> **AIM OF THE EXERCISE**: Below are the records; tally the lines in them that include the word "green" and reply with the number alone.

(Dataset entries)
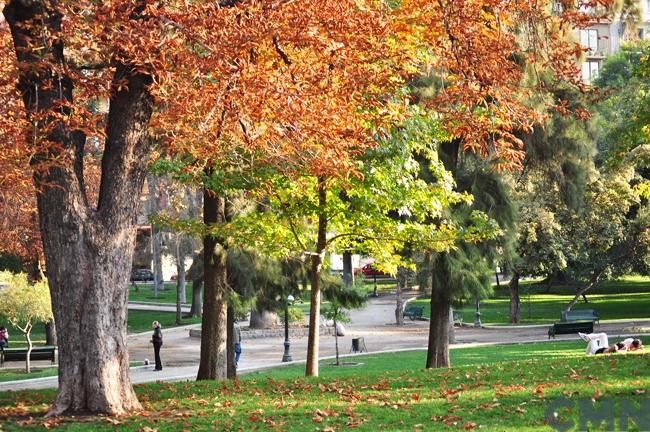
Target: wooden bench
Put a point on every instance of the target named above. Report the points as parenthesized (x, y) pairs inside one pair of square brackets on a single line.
[(20, 354), (413, 312), (570, 327), (579, 315)]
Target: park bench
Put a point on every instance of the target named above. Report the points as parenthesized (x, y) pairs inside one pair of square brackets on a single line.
[(579, 315), (570, 327), (20, 354), (414, 312)]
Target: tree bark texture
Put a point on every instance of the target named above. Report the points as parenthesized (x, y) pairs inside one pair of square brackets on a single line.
[(156, 236), (50, 333), (348, 273), (88, 249), (180, 279), (214, 352), (232, 367), (195, 273), (196, 310), (438, 348), (399, 305), (515, 301), (316, 267)]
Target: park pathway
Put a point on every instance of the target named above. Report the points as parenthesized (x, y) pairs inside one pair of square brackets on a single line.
[(375, 323)]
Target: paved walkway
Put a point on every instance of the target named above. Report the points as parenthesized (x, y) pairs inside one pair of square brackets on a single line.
[(375, 323)]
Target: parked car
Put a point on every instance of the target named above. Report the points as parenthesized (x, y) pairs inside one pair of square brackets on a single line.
[(142, 275), (369, 271)]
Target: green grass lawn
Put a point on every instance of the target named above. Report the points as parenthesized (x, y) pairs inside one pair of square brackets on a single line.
[(626, 299), (20, 374), (509, 388), (138, 322), (144, 293)]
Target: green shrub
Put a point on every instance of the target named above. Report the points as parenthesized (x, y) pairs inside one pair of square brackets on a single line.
[(296, 315)]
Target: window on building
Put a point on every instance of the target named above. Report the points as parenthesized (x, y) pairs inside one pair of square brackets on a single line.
[(590, 71), (589, 39)]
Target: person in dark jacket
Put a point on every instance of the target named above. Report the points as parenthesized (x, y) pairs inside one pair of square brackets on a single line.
[(156, 340)]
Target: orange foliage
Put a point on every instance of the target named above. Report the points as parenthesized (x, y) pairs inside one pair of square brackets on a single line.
[(300, 85)]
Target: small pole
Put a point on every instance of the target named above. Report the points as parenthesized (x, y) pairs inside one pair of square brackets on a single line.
[(287, 344)]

> **RESPONSE AREA**: 2